SUPPLIED ENTRIES:
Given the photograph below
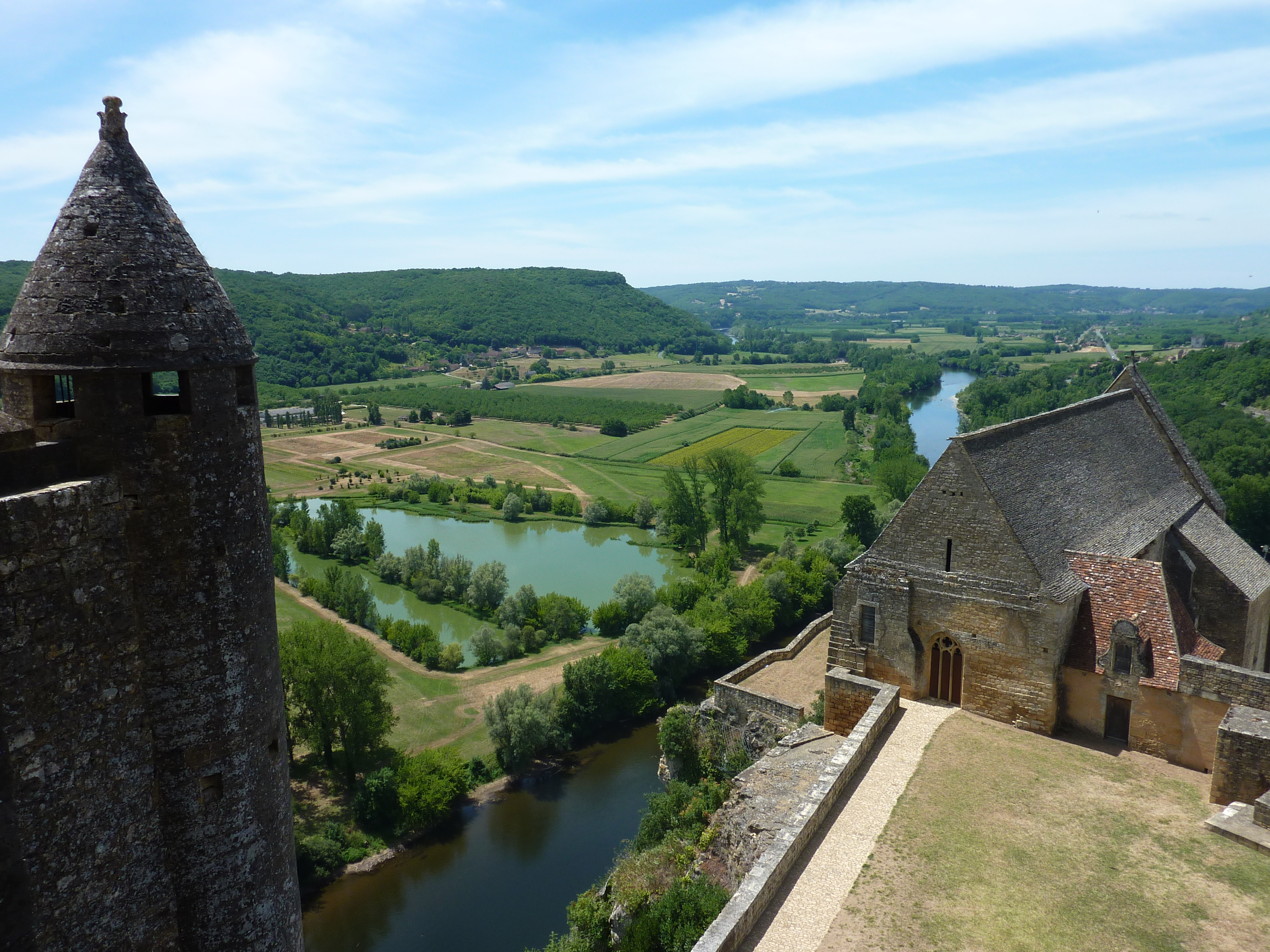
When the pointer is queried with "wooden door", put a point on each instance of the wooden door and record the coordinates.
(1118, 720)
(947, 671)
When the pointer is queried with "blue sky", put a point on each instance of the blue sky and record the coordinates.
(977, 141)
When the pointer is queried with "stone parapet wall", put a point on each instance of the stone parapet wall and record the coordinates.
(848, 697)
(735, 700)
(761, 884)
(1241, 771)
(1225, 682)
(80, 841)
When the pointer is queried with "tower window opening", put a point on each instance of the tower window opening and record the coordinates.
(64, 395)
(1123, 662)
(167, 393)
(211, 789)
(244, 379)
(868, 624)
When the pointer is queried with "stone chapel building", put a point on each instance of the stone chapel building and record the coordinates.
(1072, 568)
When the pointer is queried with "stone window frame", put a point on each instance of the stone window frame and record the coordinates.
(1126, 635)
(860, 621)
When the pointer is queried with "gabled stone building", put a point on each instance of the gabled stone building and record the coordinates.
(1058, 569)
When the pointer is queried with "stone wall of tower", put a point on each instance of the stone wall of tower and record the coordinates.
(197, 532)
(86, 865)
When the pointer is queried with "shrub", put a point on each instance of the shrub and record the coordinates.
(521, 725)
(562, 616)
(487, 587)
(451, 658)
(376, 803)
(610, 619)
(637, 596)
(429, 785)
(487, 646)
(512, 507)
(566, 505)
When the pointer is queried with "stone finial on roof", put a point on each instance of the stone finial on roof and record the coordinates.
(112, 120)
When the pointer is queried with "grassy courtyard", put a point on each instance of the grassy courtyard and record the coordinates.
(1013, 842)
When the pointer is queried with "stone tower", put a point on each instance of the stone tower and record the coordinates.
(144, 791)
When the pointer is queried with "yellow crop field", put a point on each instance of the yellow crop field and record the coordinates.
(747, 440)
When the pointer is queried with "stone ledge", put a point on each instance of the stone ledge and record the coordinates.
(751, 899)
(1236, 823)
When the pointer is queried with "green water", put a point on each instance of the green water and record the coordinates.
(552, 556)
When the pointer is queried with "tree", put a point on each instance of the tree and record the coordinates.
(737, 489)
(898, 476)
(685, 515)
(451, 658)
(281, 556)
(429, 785)
(366, 717)
(562, 616)
(488, 586)
(637, 595)
(337, 689)
(347, 545)
(373, 537)
(860, 519)
(671, 645)
(520, 609)
(520, 725)
(644, 512)
(512, 507)
(487, 646)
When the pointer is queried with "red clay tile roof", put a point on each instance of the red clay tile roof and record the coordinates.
(1133, 589)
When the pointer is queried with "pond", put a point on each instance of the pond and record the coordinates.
(935, 417)
(500, 880)
(552, 556)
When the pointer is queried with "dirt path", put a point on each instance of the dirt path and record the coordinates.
(808, 902)
(798, 680)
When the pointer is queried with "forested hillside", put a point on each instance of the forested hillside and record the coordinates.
(764, 301)
(314, 329)
(1206, 394)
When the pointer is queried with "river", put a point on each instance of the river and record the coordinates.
(552, 556)
(498, 880)
(935, 417)
(501, 878)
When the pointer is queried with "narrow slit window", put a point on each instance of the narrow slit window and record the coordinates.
(1123, 662)
(244, 379)
(167, 393)
(868, 624)
(64, 397)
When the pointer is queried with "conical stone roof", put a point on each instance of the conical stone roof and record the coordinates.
(120, 285)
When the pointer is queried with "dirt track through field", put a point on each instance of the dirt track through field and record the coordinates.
(657, 380)
(479, 685)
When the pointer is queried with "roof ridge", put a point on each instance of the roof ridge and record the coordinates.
(1043, 417)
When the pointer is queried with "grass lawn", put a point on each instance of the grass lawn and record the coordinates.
(1009, 841)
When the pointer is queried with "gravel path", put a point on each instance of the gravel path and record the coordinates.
(809, 899)
(798, 680)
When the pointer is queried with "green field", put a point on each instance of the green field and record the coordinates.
(751, 442)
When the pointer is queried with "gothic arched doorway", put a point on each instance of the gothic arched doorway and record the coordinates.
(947, 669)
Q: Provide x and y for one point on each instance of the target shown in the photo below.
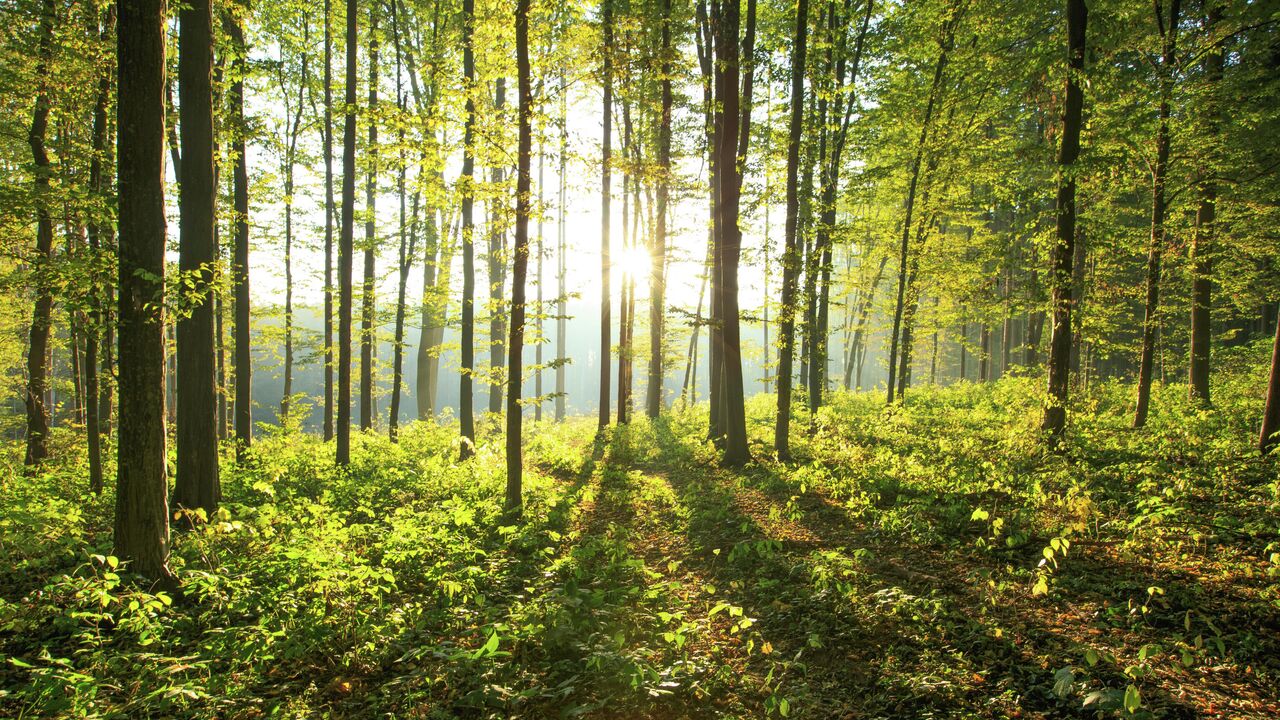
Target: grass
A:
(919, 561)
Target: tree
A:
(520, 264)
(791, 253)
(1270, 434)
(243, 358)
(1156, 249)
(369, 290)
(606, 197)
(1064, 250)
(346, 241)
(658, 253)
(466, 186)
(1206, 217)
(142, 487)
(197, 486)
(41, 318)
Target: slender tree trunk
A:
(1270, 434)
(520, 265)
(1151, 315)
(369, 291)
(497, 258)
(99, 187)
(728, 57)
(242, 360)
(791, 256)
(41, 318)
(346, 240)
(328, 222)
(561, 258)
(197, 486)
(466, 411)
(606, 196)
(1202, 236)
(658, 251)
(407, 241)
(1064, 250)
(142, 487)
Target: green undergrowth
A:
(928, 560)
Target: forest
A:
(627, 359)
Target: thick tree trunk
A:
(791, 254)
(197, 486)
(520, 265)
(1156, 250)
(346, 240)
(242, 360)
(142, 488)
(41, 318)
(466, 410)
(369, 290)
(1063, 254)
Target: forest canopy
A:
(717, 358)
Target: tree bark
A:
(1155, 253)
(197, 486)
(520, 267)
(790, 258)
(41, 318)
(346, 240)
(1202, 236)
(606, 196)
(658, 251)
(466, 411)
(242, 361)
(142, 488)
(1270, 434)
(1064, 250)
(369, 290)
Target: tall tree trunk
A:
(1151, 314)
(142, 487)
(41, 318)
(538, 281)
(904, 270)
(561, 258)
(197, 486)
(466, 411)
(407, 240)
(97, 229)
(497, 258)
(606, 196)
(728, 57)
(1064, 250)
(346, 240)
(242, 360)
(328, 222)
(658, 251)
(1270, 434)
(791, 255)
(520, 265)
(1202, 236)
(369, 291)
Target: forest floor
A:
(920, 561)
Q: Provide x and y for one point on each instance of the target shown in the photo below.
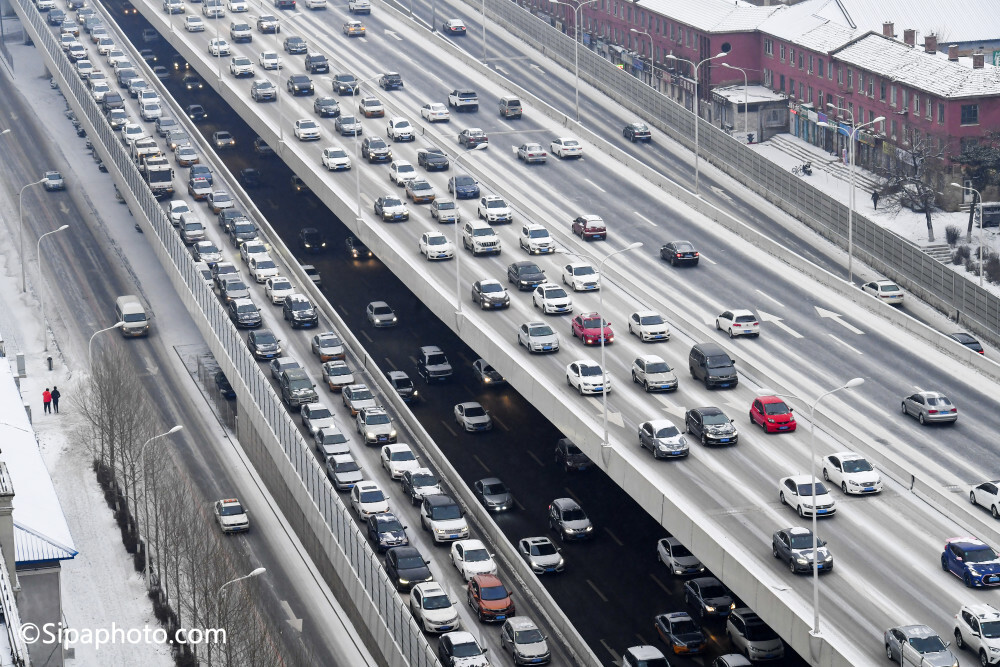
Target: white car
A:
(435, 112)
(470, 557)
(550, 298)
(306, 129)
(397, 459)
(277, 288)
(886, 290)
(536, 239)
(472, 417)
(566, 147)
(738, 322)
(852, 472)
(432, 608)
(587, 377)
(796, 491)
(581, 276)
(648, 325)
(367, 498)
(435, 245)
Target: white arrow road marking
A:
(836, 318)
(776, 321)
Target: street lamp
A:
(576, 46)
(90, 345)
(41, 292)
(145, 494)
(600, 297)
(697, 115)
(20, 215)
(850, 156)
(979, 195)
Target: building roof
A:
(913, 67)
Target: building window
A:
(970, 114)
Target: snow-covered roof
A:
(913, 67)
(37, 511)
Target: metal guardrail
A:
(385, 615)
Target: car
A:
(397, 459)
(532, 153)
(977, 629)
(663, 439)
(852, 472)
(443, 518)
(375, 426)
(564, 147)
(536, 239)
(420, 482)
(708, 597)
(435, 245)
(391, 208)
(797, 491)
(385, 531)
(679, 631)
(678, 559)
(679, 252)
(772, 414)
(472, 417)
(884, 290)
(930, 406)
(738, 322)
(592, 329)
(971, 560)
(432, 609)
(470, 557)
(750, 635)
(493, 494)
(231, 516)
(794, 546)
(571, 457)
(358, 397)
(367, 498)
(551, 299)
(917, 645)
(405, 566)
(435, 112)
(637, 132)
(525, 275)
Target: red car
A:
(587, 327)
(489, 598)
(772, 414)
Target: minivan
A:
(712, 365)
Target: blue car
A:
(971, 560)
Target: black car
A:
(679, 252)
(406, 566)
(300, 84)
(356, 249)
(711, 426)
(433, 159)
(311, 240)
(326, 107)
(525, 275)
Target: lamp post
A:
(697, 115)
(850, 157)
(41, 292)
(576, 46)
(600, 297)
(90, 345)
(145, 495)
(20, 215)
(979, 195)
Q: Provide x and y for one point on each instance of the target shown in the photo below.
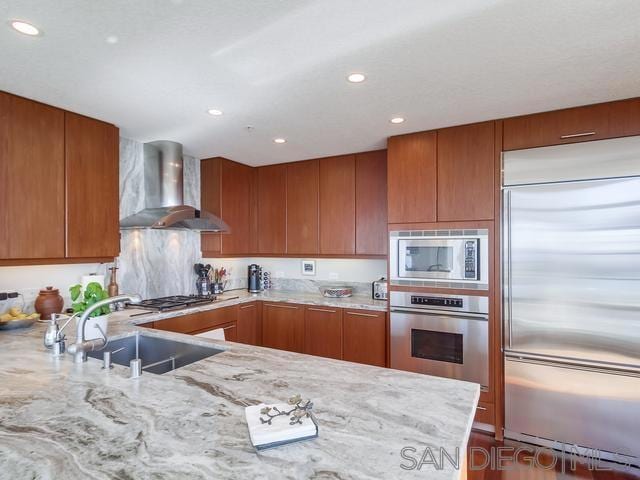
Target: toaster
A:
(379, 289)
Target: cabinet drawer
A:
(198, 322)
(580, 124)
(365, 337)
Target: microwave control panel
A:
(470, 260)
(437, 301)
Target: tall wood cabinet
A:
(32, 215)
(466, 159)
(302, 207)
(411, 184)
(59, 185)
(92, 185)
(272, 209)
(228, 190)
(338, 205)
(371, 203)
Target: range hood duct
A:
(164, 201)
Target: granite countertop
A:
(233, 297)
(61, 420)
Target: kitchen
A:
(456, 273)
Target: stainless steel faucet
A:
(81, 347)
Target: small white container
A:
(91, 332)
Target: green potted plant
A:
(93, 293)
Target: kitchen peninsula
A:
(61, 420)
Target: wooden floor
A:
(545, 467)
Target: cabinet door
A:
(210, 198)
(248, 324)
(92, 157)
(272, 206)
(323, 332)
(236, 183)
(570, 125)
(283, 327)
(371, 203)
(411, 178)
(338, 205)
(31, 179)
(466, 159)
(365, 337)
(302, 207)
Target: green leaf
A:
(75, 292)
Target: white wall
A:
(28, 280)
(348, 270)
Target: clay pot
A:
(49, 301)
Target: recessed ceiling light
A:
(24, 27)
(356, 77)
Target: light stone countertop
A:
(60, 420)
(233, 297)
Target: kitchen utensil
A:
(49, 301)
(337, 291)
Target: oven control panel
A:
(437, 301)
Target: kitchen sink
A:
(158, 355)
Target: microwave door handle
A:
(507, 303)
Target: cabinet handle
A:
(321, 310)
(362, 314)
(573, 135)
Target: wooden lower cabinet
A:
(323, 332)
(364, 337)
(249, 324)
(283, 326)
(201, 322)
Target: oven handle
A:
(421, 311)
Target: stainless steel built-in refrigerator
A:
(571, 295)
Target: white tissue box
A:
(280, 432)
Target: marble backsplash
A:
(155, 263)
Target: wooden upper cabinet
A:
(92, 186)
(272, 208)
(323, 332)
(210, 201)
(365, 337)
(302, 207)
(570, 125)
(338, 205)
(371, 203)
(411, 178)
(32, 180)
(236, 207)
(283, 326)
(227, 189)
(466, 159)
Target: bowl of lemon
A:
(16, 318)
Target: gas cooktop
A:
(174, 302)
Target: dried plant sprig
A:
(299, 411)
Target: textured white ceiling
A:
(280, 66)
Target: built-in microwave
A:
(447, 258)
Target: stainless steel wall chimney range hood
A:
(164, 202)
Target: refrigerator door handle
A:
(506, 273)
(585, 365)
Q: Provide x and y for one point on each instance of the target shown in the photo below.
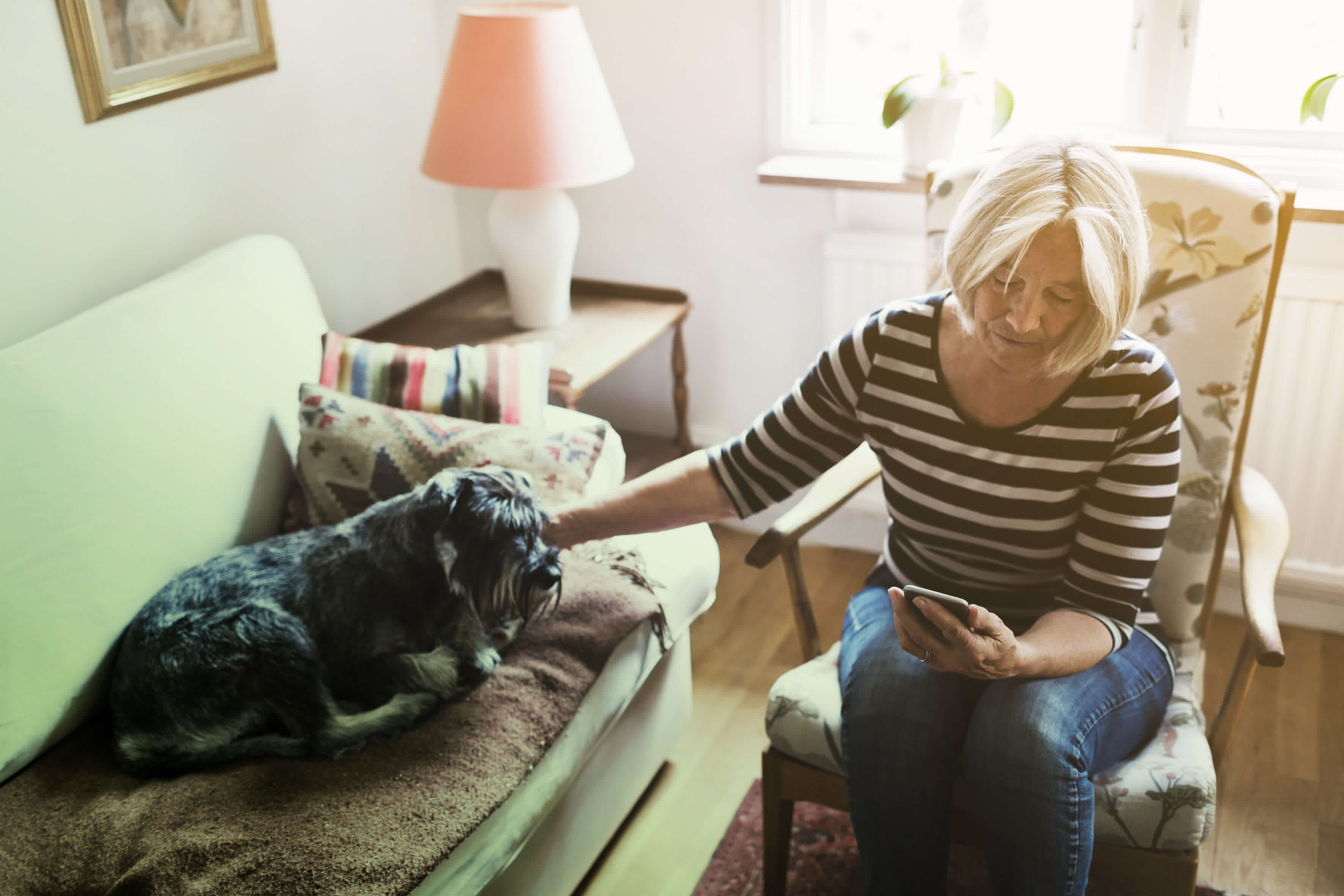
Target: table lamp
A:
(525, 111)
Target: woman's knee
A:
(1023, 734)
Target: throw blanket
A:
(370, 823)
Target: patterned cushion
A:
(1213, 230)
(488, 384)
(1163, 799)
(803, 712)
(355, 453)
(1160, 799)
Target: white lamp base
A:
(535, 233)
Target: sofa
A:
(159, 429)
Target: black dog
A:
(321, 641)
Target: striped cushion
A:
(488, 384)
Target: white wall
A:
(324, 152)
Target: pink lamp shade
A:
(523, 104)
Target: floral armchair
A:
(1218, 237)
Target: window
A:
(1215, 73)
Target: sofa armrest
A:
(827, 495)
(1262, 533)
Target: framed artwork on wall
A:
(134, 53)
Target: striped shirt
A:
(1067, 509)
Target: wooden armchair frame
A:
(1262, 533)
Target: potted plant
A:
(931, 104)
(1314, 101)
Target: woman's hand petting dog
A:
(987, 649)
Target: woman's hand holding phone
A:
(932, 629)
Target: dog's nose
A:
(547, 577)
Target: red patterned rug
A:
(824, 859)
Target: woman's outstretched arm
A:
(678, 494)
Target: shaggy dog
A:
(324, 640)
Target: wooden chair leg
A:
(776, 828)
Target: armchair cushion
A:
(1160, 799)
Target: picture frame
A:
(128, 54)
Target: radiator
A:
(1297, 426)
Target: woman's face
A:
(1023, 315)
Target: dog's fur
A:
(324, 640)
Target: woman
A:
(1030, 456)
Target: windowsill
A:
(841, 173)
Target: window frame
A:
(1156, 101)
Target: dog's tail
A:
(160, 761)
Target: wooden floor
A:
(1280, 828)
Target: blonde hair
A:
(1061, 181)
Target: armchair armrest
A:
(827, 495)
(1262, 534)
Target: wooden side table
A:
(609, 324)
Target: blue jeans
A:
(1023, 747)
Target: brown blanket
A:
(370, 823)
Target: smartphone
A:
(959, 608)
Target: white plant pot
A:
(931, 131)
(535, 233)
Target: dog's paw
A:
(503, 635)
(487, 660)
(416, 704)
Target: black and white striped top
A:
(1066, 509)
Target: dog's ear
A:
(439, 500)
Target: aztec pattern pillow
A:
(488, 384)
(354, 453)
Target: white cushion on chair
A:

TASK OBJECTIVE: Edit the lines between the line containing "Target: dried plant sprig" and the line containing "(1023, 734)", inclusive, so that "refrigerator" becomes "fridge" and nothing else changes. Give back only those lines, without the pictures.

OUTPUT FOR THIS EXERCISE:
Target: dried plant sprig
A:
(299, 411)
Target: textured white ceiling
A:
(280, 66)
Target: built-in microwave
A:
(447, 258)
Target: stainless steel wall chimney range hood
A:
(164, 202)
Target: fridge door handle
A:
(506, 273)
(585, 365)
Q: Provide x and y for one point on each instance of the target shown in the photo below.
Target: table lamp
A:
(525, 111)
Target: woman's knee
A:
(1023, 734)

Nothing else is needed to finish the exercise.